> _ABOUT THIS TASK_: Images are not part of the copy; write out the rest of the data exactly as given.

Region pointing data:
■ ■ ■ ■ ■ ■ ■
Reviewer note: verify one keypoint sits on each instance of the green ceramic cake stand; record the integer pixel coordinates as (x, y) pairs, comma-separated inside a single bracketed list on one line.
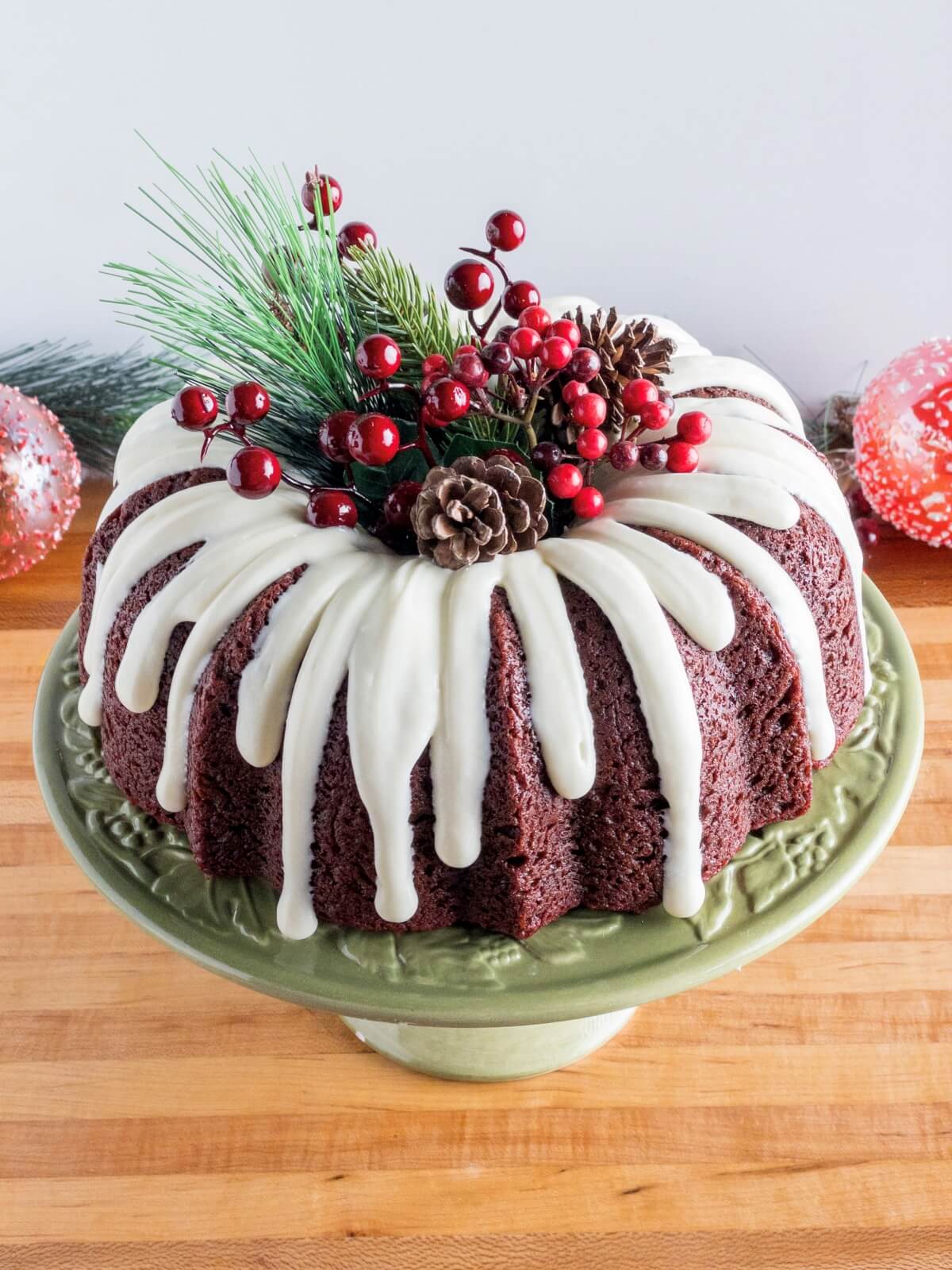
[(460, 1003)]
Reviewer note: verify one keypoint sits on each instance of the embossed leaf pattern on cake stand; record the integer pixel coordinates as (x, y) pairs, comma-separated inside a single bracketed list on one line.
[(774, 863)]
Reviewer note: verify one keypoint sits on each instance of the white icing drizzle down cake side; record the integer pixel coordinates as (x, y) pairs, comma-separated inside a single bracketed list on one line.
[(413, 639)]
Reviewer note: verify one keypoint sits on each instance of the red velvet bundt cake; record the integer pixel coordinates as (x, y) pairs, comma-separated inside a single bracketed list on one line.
[(597, 722)]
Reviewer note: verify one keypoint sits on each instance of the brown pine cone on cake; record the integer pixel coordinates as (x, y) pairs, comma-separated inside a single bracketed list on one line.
[(476, 510)]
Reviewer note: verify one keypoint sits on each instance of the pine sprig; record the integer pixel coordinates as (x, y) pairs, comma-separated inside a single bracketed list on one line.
[(97, 397), (389, 296)]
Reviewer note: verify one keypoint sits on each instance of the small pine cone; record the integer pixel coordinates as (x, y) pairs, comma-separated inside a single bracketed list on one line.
[(474, 511)]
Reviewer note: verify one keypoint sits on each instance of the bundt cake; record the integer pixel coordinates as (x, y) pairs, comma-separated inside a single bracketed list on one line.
[(597, 722)]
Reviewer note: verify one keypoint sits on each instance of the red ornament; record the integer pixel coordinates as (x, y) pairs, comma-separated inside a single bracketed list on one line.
[(435, 365), (378, 356), (695, 427), (447, 399), (330, 194), (470, 370), (254, 471), (588, 503), (636, 394), (332, 436), (903, 436), (469, 285), (564, 480), (518, 296), (330, 510), (194, 408), (555, 353), (355, 234), (654, 414), (505, 230), (565, 329), (374, 440), (537, 318), (589, 410), (524, 343), (248, 402), (399, 503), (682, 457), (573, 391), (40, 478)]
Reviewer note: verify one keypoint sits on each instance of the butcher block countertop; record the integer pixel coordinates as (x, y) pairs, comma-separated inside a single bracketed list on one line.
[(797, 1114)]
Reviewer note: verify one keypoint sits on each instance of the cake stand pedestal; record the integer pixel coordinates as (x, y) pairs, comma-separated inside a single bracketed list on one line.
[(465, 1003)]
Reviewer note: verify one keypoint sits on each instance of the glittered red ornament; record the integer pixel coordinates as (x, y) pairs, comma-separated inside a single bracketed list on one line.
[(903, 436), (40, 478)]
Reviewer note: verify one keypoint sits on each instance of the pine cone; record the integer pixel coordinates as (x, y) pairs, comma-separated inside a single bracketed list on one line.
[(628, 352), (474, 511)]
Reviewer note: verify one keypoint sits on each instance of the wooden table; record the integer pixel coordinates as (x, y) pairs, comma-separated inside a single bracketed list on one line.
[(797, 1114)]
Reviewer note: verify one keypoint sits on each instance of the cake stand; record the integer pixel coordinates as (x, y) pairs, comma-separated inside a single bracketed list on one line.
[(460, 1003)]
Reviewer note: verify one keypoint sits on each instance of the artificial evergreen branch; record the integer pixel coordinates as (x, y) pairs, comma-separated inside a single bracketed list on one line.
[(390, 298), (95, 395)]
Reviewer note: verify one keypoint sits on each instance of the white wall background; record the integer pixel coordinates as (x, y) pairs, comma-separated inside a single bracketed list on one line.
[(774, 175)]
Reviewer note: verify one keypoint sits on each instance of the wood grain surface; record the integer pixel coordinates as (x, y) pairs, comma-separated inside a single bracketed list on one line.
[(793, 1115)]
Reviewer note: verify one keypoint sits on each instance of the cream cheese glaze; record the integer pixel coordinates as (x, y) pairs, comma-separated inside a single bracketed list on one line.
[(413, 639)]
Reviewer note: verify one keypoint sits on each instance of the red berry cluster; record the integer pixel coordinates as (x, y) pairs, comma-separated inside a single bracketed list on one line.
[(321, 186)]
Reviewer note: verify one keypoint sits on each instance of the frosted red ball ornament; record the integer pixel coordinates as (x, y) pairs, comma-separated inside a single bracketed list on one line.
[(40, 478), (903, 436)]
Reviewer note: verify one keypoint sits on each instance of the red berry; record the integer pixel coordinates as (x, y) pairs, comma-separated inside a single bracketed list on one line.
[(374, 440), (330, 194), (653, 457), (399, 503), (588, 503), (654, 414), (436, 365), (518, 296), (378, 356), (573, 391), (624, 455), (546, 455), (505, 230), (636, 394), (695, 427), (585, 365), (194, 408), (592, 444), (469, 368), (682, 457), (589, 410), (564, 480), (248, 402), (355, 234), (332, 436), (565, 329), (524, 343), (254, 471), (537, 318), (497, 357), (469, 285), (867, 531), (556, 352), (330, 508), (447, 399)]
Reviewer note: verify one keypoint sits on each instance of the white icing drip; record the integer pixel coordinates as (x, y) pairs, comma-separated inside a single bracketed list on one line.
■ ■ ■ ■ ■ ■ ■
> _WRITTEN SOLUTION_:
Reviewer note: verify one keypoint sits on each instance of the green ceramic cake stand; record the integer pixel coordinates as (x, y) pairs, comma-separated inside a single bracketed list on one line.
[(460, 1003)]
Reviewer note: verify one keypoint sits on each instance of the embossed leaf pattern on cake stand; record the integer pixel coordinates as (x, y) pairs, comma-separated inside a single bracketed list on one line.
[(774, 863)]
Reviewer note: verify one keypoint sits on each instance of the white icing drizzle down cake side; record the integer pixel coordinates as (x, y) pairs, comma-separated inside a single bracketed list on one line.
[(413, 639)]
Reviewer note: verify one keypoint sits on each instance of the red velvet bundt cake; record the integer pixel coordinates as (x, y) pairs, comma-separated inside a single bracketed list on one line.
[(597, 722)]
Reviewer note: verify one keypoint sits on each instance of the brown pine cone on cake; record the integer pixel coordinates as (x, y) pairs, comma-separated inside a single bracketed list on one line.
[(476, 510)]
Reviewer note: verify one keypoint sits on each instance of the pine sprig; record the integer pixel coordinates as (x, y) pairs, comma-separated inside a single bracketed list on one line.
[(97, 397), (389, 296)]
Reviewer note: verify one keypoint sits on each instance of the small pine cone; record the integer pixel coordinates as (x, y) pairs, comma-separated inside a single bracketed list on one line.
[(474, 511)]
Reviewer note: verify one keypoint sits on each instance of the bundt cake; record the integer pixel coordinates as (x, y) pairs, comma-separated inside a single bracketed list on one line.
[(597, 722)]
Reviewer note: verify one keypoint sits on each instance of the red ornament; record the integer pixel coordinates as (x, y) pairs, comma-separated inside a single bracketed list on one line.
[(435, 365), (378, 356), (695, 427), (447, 399), (330, 194), (470, 370), (254, 471), (588, 503), (636, 394), (332, 436), (903, 436), (469, 285), (564, 480), (518, 296), (330, 510), (194, 408), (555, 353), (355, 234), (654, 414), (505, 230), (565, 329), (374, 440), (537, 318), (589, 410), (524, 343), (248, 402), (399, 503), (682, 457), (573, 391), (40, 478)]
Reviewer note: verify one keypoint sits on each instance of the butcher block countertop; record the integer pixel coordinates as (x, y) pairs, comma-separated inside a single bracketed list on one line.
[(797, 1114)]
Reviewer note: verify one keypoint sits on each instance of the cake stand pedestal; record the integer pixel coordinates as (x, y) pairs, comma-separated inside a single bracketed list on one line.
[(465, 1003)]
Reviewer note: verify one keypoint sits on each instance of the glittered red ornament; record the integer pixel coordinates as (x, y) pairs, comma-separated inside a single bracketed list on one line.
[(903, 436), (40, 478)]
Reviewer note: verify one keypoint sits on each instance of the pine cone; record the integer pixel coordinates as (x, y) pairs, comma-separated inside a single bracketed list on one line.
[(628, 352), (474, 511)]
Reviewer note: verify one keypoint sits on each instance of the wooden table; record the integer pixel coordinates as (x, y) pairs, comma-separated inside a single bracketed list on one line.
[(797, 1114)]
Reviewer note: verify one keypoint sits on each instance of the cake stand; record the integer pixel coordinates as (x, y) pairs, comma-separated inside a single bracketed list on one line.
[(460, 1003)]
Reviewer note: verify one keypoint sits on each instance of the artificial evergreen branch; record the integer pixel coordinates as (x, y) pairs, comma-separated inside a single bracketed list on one line.
[(390, 298), (95, 395)]
Reviewer note: verify one keypoint sits on each instance of the white wall background; record the integer pixel coordinates as (x, y) pairs, comma-separated inside a single bracketed list on one line.
[(774, 175)]
Reviewer note: verify one keypoint sits on each instance of the wood grain surface; record the integer pixel coordinates as (x, y) pairs, comma-separated inside a single bracketed list on one line.
[(793, 1115)]
Reviewer note: verify one keypoint sits on each instance of the cream cheese glaze; record the integer pixel coordinates as (x, y) pairs, comma-separated inside a single bracketed list on one line.
[(413, 639)]
Reviewer note: verify one keypoint sits on each instance of the red berry cluster; record the integer pixel coordinates as (x, y) pairs, comma-separated inside a single bracketed list on one line.
[(321, 186)]
Reviewer note: verify one keypoint sits on each instance of the frosted red ball ornament; record the integer pixel coordinates as (x, y) pairs, comma-separated inside a single bracketed list on one line.
[(40, 478), (903, 436)]
Reviewer note: verify one keypoint sits on each instance of the red berry; record the integer pixel coordinates as (x, y) pairs, comma-separated inside a single bracketed list on one line.
[(374, 440), (330, 194), (653, 457), (399, 503), (588, 503), (654, 414), (436, 365), (518, 296), (378, 356), (573, 391), (624, 455), (546, 455), (505, 230), (636, 394), (695, 427), (585, 365), (194, 408), (592, 444), (469, 368), (682, 457), (589, 410), (564, 480), (248, 402), (355, 234), (332, 436), (565, 329), (524, 343), (254, 471), (537, 318), (497, 357), (469, 285), (867, 531), (556, 352), (330, 508), (447, 399)]
Reviewer note: verify one keypoint sits on each instance of the white icing drip; record the integer pixel coordinates as (x, y) pairs, comma-separated inside a single bracketed list on one line.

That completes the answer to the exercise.